[TASK STATEMENT]
Please print the material below line for line, with nothing changed, added, or left out.

[DATA LISTING]

━━━━━━━━━━━━━━━━━━━━━━━━━━━━━━

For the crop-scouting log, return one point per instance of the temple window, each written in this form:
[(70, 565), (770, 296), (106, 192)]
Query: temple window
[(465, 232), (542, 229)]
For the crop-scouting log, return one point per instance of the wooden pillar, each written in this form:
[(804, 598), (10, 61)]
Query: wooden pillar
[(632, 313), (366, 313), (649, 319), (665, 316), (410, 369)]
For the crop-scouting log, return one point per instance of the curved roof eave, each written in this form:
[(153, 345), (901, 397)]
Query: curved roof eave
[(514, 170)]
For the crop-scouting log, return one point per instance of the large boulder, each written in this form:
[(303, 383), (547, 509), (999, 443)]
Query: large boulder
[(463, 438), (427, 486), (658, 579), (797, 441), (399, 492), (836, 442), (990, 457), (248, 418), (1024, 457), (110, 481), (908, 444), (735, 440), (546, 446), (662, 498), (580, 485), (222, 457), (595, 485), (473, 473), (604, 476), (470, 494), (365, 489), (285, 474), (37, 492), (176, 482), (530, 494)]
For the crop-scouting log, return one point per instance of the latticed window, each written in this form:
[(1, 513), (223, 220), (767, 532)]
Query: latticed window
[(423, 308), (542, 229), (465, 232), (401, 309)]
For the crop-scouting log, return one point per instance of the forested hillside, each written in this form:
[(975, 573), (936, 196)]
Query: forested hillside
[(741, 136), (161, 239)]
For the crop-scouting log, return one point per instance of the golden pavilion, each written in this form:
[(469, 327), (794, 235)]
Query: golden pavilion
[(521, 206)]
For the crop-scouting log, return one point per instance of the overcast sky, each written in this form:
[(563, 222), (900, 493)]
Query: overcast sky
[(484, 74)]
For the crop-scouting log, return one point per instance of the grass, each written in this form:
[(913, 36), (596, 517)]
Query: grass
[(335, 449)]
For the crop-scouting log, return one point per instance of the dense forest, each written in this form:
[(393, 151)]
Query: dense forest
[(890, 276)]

━━━━━━━━━━━━━━━━━━━━━━━━━━━━━━

[RESULT OF THIS EXERCISE]
For the crop-scouting log, return one point per instance of the temple window, each written in this form:
[(70, 565), (770, 296), (106, 192)]
Query: temple window
[(465, 232), (542, 229)]
For the crop-scouting log, return one point per instance of the wooden pillar, each written in this form:
[(804, 598), (10, 61)]
Query: wooden pillar
[(632, 313), (366, 313), (649, 319), (665, 316), (410, 369)]
For the crop-scouting log, return one point per instance of the curved roof eave, each written in this form:
[(153, 345), (901, 397)]
Query: curved roof eave
[(514, 170)]
For the crop-scouting log, return one point per instance of the large boulder, each written in this form:
[(303, 383), (547, 509), (999, 443)]
Query: large boulder
[(463, 438), (427, 486), (658, 579), (797, 441), (399, 492), (836, 442), (990, 457), (248, 418), (1024, 457), (110, 481), (908, 444), (735, 440), (546, 446), (662, 498), (580, 485), (222, 457), (595, 485), (473, 473), (604, 476), (470, 494), (365, 489), (285, 474), (37, 492), (176, 482), (530, 494)]
For the crop-scouting log, return one point per instance of the latticed window, each written in this form:
[(1, 513), (223, 220), (767, 532)]
Query: latticed window
[(423, 308), (542, 229), (465, 232), (401, 309)]
For the crop-scouting log, return one point per instance of the forested hillside, each written in this form:
[(975, 573), (936, 196)]
Query: forested hillside
[(741, 136), (161, 239)]
For the crop-scouting log, return one point per instance of the golden pavilion, each written in this form:
[(469, 327), (794, 235)]
Query: golden pavilion
[(521, 206)]
For the crop-scouting log, return one point per instance of the overcast sky, each written in this form:
[(563, 222), (900, 493)]
Query: overcast sky
[(484, 74)]
For the crop-scouting log, return one point per instance of the grass, each written in this form:
[(913, 36), (596, 517)]
Query: grass
[(335, 449)]
For the crop-scouting log, return one point per instance of the dense forest, each written in this form:
[(393, 151)]
Query: dense forest
[(890, 276)]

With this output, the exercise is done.